◆ AUFGABENSTELLUNGEN ◆
(A) Gib aus dem zitierten Text die Passage von „Neue Lernmethoden durchdringen“ bis „an Raum gebunden.“ wortgetreu aus.
(B) Beantworte die folgenden Fragen kurz anhand des zitierten Texts.
(i) Aus welcher Region stammen die Beispiele, die der zitierte Text ankündigt?
(ii) Wer hat den zitierten Text verfasst, und in welchem Monat welchen Jahres?
(iii) Welche Ausgaben gingen laut dem zitierten Text mit Schulungen in Präsenz einher?

◆ ZITIERTER TEXT ◆
= = = = = = =
Digitalisierung in der Aus- und Weiterbildung

Die virtuelle Welt vor Augen

Neue Lernmethoden durchdringen die Aus- und Weiterbildung. Beispiele aus Südhessen zeigen, wie Unternehmen davon profitieren – auch vor dem Hintergrund des Fachkräftemangels.
Text: Matthias Voigt, März 2024
Lebenslanges Lernen ist längst kein pauschaler Begriff mehr, sondern für Arbeitgeber*innen wie Beschäftigte nötiger und nützlicher Alltag. Eine Schulung für die Anwendung von Führungskompetenzen für das mittlere Management? Anwendungsbeispiele, wie Arbeitnehmer*innen im Falle von Reklamationen vorgehen sollen? Derartige Inhalte wurden früher mit Schulungen in Präsenz vermittelt, bei Kaffee und Keksen. Das ging einher mit Fahrtkosten, vielleicht auch Ausgaben für eine Übernachtung. Doch dank digitaler Technik kann Lernen im Unternehmen heute viel einfacher ablaufen – und ist dabei weder an Zeit noch an Raum gebunden.
= = = = = = =
◆ DATENZEILEN ◆
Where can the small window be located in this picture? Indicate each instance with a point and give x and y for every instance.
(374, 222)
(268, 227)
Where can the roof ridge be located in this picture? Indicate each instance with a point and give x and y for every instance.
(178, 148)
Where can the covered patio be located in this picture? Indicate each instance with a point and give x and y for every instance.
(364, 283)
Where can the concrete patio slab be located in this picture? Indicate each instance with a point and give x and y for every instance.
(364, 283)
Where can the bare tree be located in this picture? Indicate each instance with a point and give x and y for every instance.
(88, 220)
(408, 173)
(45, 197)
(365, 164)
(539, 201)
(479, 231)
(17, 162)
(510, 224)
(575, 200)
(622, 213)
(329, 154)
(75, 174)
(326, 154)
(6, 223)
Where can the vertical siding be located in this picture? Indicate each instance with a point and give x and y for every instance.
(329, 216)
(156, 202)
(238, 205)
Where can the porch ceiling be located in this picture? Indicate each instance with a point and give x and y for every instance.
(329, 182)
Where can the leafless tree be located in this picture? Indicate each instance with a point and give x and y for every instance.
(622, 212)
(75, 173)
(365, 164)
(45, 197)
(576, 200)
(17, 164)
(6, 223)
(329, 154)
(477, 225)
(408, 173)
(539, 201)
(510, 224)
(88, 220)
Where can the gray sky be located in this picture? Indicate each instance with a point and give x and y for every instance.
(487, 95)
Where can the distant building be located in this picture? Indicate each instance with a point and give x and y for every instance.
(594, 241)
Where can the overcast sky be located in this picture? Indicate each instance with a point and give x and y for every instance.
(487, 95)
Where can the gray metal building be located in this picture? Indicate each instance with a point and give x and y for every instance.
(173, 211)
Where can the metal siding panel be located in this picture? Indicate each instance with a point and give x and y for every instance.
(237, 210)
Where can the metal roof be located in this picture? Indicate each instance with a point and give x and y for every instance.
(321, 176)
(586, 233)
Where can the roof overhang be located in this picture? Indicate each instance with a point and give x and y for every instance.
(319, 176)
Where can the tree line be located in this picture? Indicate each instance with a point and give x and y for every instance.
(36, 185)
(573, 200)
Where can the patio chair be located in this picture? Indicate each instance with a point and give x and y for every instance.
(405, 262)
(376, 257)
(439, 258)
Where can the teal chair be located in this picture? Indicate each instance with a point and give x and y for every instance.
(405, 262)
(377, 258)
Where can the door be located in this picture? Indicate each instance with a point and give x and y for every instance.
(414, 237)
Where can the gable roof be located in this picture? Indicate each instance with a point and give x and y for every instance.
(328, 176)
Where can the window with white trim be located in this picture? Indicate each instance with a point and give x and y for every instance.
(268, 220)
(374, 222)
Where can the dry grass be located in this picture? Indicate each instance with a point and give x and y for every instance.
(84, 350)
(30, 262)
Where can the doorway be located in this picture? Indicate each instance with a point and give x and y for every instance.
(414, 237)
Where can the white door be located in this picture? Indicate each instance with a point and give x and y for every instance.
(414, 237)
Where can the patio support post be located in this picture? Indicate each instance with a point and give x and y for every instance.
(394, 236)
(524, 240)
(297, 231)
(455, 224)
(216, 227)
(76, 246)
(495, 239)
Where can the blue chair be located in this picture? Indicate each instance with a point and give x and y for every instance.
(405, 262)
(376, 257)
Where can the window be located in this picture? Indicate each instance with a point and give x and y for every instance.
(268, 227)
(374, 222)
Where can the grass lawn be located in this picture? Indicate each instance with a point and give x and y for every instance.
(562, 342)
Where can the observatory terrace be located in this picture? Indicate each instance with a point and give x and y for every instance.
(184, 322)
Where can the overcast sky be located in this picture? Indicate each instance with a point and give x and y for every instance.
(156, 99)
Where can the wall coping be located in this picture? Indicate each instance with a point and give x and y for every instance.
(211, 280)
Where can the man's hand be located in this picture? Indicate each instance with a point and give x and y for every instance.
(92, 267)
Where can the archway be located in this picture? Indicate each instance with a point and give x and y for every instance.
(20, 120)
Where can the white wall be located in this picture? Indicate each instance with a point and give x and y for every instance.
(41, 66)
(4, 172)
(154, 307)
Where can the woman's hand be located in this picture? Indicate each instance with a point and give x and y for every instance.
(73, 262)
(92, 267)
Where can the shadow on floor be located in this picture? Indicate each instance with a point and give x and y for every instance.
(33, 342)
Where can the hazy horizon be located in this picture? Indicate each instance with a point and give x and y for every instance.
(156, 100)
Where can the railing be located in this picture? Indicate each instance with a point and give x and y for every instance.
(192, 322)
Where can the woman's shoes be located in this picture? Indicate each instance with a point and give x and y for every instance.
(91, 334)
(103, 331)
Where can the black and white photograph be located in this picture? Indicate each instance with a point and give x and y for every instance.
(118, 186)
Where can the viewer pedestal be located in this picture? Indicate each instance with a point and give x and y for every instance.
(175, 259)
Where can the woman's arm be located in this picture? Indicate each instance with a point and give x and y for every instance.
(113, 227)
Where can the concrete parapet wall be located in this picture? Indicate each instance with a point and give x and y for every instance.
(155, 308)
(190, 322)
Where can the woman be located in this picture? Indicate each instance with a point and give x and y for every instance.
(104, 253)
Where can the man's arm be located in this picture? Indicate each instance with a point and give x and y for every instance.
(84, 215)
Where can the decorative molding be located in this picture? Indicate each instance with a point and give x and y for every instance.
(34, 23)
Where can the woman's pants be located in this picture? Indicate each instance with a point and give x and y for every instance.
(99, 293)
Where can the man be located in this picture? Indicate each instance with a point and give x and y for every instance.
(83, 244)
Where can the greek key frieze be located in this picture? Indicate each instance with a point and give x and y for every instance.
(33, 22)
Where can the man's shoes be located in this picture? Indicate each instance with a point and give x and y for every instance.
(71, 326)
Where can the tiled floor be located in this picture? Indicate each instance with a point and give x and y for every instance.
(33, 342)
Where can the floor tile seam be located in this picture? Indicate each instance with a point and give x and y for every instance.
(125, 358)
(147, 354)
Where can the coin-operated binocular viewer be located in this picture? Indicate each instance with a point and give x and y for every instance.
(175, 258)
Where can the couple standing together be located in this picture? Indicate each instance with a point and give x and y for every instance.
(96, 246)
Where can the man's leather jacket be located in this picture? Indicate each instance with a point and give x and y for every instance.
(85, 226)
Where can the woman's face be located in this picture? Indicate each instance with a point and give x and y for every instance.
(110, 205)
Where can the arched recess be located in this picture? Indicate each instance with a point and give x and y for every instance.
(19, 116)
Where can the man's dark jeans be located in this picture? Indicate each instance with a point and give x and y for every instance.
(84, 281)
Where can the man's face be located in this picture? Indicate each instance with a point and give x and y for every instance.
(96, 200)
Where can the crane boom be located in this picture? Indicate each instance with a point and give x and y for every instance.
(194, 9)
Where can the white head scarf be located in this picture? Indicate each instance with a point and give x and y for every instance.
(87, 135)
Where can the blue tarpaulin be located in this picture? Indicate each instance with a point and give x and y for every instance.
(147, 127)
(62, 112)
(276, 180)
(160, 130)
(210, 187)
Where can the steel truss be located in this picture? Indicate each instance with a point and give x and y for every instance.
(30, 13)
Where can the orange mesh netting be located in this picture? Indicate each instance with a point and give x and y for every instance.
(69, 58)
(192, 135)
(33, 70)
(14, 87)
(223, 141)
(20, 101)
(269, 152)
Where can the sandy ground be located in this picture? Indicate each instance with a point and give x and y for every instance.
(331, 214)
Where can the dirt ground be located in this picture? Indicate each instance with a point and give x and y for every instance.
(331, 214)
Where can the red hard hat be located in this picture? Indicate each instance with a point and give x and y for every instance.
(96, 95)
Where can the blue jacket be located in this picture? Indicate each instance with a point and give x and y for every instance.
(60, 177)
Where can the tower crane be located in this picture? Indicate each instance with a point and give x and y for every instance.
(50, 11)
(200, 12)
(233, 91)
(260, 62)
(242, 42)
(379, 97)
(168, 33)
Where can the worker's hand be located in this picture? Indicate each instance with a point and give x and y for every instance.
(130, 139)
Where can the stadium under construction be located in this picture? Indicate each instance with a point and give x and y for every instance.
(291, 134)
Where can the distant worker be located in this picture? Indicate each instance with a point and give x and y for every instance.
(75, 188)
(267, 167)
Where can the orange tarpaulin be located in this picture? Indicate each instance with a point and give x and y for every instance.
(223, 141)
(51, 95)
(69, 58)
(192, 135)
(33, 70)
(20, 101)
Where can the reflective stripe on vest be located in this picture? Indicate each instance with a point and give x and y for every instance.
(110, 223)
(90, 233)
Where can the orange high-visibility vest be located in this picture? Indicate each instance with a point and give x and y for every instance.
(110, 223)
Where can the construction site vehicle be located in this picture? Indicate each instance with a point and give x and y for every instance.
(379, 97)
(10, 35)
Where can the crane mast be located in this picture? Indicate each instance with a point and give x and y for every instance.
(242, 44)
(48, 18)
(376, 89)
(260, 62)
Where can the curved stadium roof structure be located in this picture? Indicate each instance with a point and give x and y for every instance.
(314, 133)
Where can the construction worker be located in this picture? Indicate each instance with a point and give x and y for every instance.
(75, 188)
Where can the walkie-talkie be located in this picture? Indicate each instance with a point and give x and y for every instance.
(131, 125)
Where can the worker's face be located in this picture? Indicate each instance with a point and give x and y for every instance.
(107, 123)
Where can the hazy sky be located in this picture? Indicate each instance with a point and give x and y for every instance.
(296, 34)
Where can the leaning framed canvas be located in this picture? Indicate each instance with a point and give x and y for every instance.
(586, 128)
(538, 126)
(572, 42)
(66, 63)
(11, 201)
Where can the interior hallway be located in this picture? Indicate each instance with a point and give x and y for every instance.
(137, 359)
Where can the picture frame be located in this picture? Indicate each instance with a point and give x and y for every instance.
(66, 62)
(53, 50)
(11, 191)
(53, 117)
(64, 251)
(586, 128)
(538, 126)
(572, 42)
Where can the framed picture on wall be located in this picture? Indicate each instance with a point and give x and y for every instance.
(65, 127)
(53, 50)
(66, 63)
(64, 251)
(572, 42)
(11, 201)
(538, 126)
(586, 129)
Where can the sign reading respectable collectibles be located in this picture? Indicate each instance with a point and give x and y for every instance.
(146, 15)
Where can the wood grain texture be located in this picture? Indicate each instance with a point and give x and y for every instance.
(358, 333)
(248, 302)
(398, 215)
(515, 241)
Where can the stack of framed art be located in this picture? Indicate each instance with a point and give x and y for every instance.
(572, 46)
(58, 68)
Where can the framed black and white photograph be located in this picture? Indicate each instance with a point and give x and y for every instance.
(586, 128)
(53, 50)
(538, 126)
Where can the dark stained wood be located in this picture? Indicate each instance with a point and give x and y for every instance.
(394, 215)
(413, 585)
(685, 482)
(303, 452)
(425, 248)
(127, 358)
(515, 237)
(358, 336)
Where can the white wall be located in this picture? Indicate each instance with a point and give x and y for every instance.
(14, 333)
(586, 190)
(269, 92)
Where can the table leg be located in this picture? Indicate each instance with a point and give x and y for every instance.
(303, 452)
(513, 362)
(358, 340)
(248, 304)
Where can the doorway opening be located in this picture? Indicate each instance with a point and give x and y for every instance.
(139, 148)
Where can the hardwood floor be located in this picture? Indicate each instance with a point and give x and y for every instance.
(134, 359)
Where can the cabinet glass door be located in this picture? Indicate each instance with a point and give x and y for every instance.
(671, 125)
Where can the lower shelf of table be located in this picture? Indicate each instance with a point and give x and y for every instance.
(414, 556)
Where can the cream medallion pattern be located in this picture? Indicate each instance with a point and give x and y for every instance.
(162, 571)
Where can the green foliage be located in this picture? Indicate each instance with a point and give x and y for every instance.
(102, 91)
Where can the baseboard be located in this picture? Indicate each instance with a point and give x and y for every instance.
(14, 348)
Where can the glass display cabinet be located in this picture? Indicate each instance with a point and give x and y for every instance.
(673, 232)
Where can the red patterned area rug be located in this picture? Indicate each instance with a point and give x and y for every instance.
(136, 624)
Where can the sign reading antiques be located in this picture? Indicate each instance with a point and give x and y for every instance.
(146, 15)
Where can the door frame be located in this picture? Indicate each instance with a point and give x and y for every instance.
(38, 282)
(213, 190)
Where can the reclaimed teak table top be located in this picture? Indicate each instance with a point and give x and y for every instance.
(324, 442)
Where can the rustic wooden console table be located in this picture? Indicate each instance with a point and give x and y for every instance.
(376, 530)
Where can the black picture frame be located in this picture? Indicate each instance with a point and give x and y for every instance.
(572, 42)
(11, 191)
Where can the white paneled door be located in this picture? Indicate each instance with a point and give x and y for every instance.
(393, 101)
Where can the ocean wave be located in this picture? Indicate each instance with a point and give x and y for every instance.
= = = = = = =
◆ ANTWORTEN ◆
(A)
Neue Lernmethoden durchdringen die Aus- und Weiterbildung. Beispiele aus Südhessen zeigen, wie Unternehmen davon profitieren – auch vor dem Hintergrund des Fachkräftemangels.
Text: Matthias Voigt, März 2024
Lebenslanges Lernen ist längst kein pauschaler Begriff mehr, sondern für Arbeitgeber*innen wie Beschäftigte nötiger und nützlicher Alltag. Eine Schulung für die Anwendung von Führungskompetenzen für das mittlere Management? Anwendungsbeispiele, wie Arbeitnehmer*innen im Falle von Reklamationen vorgehen sollen? Derartige Inhalte wurden früher mit Schulungen in Präsenz vermittelt, bei Kaffee und Keksen. Das ging einher mit Fahrtkosten, vielleicht auch Ausgaben für eine Übernachtung. Doch dank digitaler Technik kann Lernen im Unternehmen heute viel einfacher ablaufen – und ist dabei weder an Zeit noch an Raum gebunden.

(B)
(i) Aus Südhessen.
(ii) Matthias Voigt, im März 2024.
(iii) Fahrtkosten und vielleicht auch Ausgaben für eine Übernachtung.